● **GESTELLTE AUFGABE 1**: Schreib den Text über den offenen Brief in »Le Monde« unten vollständig und wortgetreu ab.

==*==

Einmal mehr gelingt ihr das jetzt: Als prominentester Kopf unter 100 französischen Frauen hat die Deneuve in »Le Monde« einen offenen Brief veröffentlicht, in dem die Damen gegen Tugendterror, moralischen Puritanismus und die neue Mode des Denunzierens – vgl. der »Fall« Dieter Wedels vorherige Woche in der »Zeit« – im Gefolge von Weinsteins Entlarvung ins Feld ziehen. Im Brief ist treffend von
»Hexenjagd«, »grenzenlosen Säuberungswellen«, von »Feministinnen-Furor« und von »Zensur« die Rede.

==*==

● **GESTELLTE AUFGABE 2**: Such aus den Zeilen unten alle heraus, in denen das Wort „white“ vorkommt, und schreib sie ab.

==*==

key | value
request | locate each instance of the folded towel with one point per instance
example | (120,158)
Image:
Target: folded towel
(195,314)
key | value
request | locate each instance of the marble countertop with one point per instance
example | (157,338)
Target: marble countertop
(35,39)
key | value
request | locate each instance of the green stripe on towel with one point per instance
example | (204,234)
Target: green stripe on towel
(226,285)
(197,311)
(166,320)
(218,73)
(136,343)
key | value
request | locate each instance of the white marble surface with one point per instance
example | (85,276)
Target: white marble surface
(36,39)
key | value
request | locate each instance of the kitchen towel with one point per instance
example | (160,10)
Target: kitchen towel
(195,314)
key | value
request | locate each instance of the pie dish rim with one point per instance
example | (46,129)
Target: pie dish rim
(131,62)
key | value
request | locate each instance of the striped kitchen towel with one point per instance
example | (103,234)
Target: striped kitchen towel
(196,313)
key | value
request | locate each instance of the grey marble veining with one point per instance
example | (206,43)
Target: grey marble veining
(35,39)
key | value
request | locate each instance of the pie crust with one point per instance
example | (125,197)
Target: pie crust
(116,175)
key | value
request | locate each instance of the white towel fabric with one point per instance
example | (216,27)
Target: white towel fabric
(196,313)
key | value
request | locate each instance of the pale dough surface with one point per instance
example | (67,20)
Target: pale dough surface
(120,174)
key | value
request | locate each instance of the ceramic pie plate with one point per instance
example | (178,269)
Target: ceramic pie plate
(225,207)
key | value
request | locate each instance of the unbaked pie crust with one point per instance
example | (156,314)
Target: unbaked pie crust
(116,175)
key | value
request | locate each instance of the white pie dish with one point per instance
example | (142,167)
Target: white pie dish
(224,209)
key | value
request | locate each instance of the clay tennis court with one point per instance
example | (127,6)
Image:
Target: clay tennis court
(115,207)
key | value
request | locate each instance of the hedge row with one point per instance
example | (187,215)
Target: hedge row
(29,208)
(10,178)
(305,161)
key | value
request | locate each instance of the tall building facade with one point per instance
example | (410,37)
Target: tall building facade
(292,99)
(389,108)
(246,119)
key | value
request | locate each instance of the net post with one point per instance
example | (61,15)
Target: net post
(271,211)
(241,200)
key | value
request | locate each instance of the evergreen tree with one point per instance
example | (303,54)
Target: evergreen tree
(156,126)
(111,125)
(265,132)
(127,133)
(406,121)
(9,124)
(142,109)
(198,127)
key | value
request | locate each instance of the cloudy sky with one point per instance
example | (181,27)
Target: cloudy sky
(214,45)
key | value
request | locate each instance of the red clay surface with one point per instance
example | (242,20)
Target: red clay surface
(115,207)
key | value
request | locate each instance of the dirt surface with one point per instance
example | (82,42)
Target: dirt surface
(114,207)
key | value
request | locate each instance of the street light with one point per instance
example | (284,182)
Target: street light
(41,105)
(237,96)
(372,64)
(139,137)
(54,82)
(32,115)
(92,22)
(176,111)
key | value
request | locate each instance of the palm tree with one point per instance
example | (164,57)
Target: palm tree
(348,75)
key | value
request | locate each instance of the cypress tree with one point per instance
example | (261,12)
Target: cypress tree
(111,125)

==*==

● **VOLLSTÄNDIGE ANTWORT 1**:
Einmal mehr gelingt ihr das jetzt: Als prominentester Kopf unter 100 französischen Frauen hat die Deneuve in »Le Monde« einen offenen Brief veröffentlicht, in dem die Damen gegen Tugendterror, moralischen Puritanismus und die neue Mode des Denunzierens – vgl. der »Fall« Dieter Wedels vorherige Woche in der »Zeit« – im Gefolge von Weinsteins Entlarvung ins Feld ziehen. Im Brief ist treffend von
»Hexenjagd«, »grenzenlosen Säuberungswellen«, von »Feministinnen-Furor« und von »Zensur« die Rede.

● **VOLLSTÄNDIGE ANTWORT 2**:
request | locate each instance of the white marble surface with one point per instance
Target: white marble surface
request | locate each instance of the white towel fabric with one point per instance
Target: white towel fabric
request | locate each instance of the white pie dish with one point per instance
Target: white pie dish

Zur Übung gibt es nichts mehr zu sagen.